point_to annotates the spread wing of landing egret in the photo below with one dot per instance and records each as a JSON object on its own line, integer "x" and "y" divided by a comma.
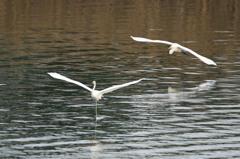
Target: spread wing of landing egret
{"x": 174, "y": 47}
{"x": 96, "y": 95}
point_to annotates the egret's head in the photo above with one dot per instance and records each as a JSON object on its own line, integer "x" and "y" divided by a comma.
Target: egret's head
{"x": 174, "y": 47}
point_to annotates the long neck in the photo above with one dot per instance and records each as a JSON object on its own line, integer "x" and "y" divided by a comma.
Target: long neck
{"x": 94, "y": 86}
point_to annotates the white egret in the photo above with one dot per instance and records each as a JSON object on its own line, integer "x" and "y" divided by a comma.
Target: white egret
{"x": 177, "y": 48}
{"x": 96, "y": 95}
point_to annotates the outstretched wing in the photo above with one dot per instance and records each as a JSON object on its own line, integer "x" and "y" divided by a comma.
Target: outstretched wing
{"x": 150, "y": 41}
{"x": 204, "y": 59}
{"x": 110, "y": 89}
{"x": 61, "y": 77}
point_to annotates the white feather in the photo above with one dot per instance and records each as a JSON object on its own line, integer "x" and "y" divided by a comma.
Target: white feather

■ **ACTIVITY**
Only the text of the entries above is to be given again, exactly, with the pictures left out.

■ **RESULT**
point_to annotates the spread wing of landing egret in the photo below with one dot per instance and records each as a JSON object on its own line, integer "x" and "y" divided by a comma.
Target: spread wing of landing egret
{"x": 174, "y": 47}
{"x": 96, "y": 95}
point_to annotates the egret's head in the photo above with one dot per instance and records each as a JSON object on its own line, integer "x" and "y" divided by a comma.
Target: egret's head
{"x": 174, "y": 47}
point_to annotates the long neck in the photo above with one dot per instance and records each as a JSON object on its own line, integer "x" and "y" divided by a comma.
Target: long neck
{"x": 94, "y": 86}
point_to annotates the white egret in the photo above with one dot per instance and records each as a JSON object on its own line, integer "x" and "y" divided by a comma.
Target: white egret
{"x": 177, "y": 48}
{"x": 96, "y": 95}
point_to annotates the outstretched wing in the photo above with one dot per instance and records each as a JSON object on its own line, integer "x" and "y" divided by a comma.
Target: outstretched wing
{"x": 150, "y": 41}
{"x": 204, "y": 59}
{"x": 110, "y": 89}
{"x": 61, "y": 77}
point_to annotates the white feather in the photo above with one dot per instance and records each as a JSON object on its own line, integer "x" and "y" divided by a comma.
Target: white feather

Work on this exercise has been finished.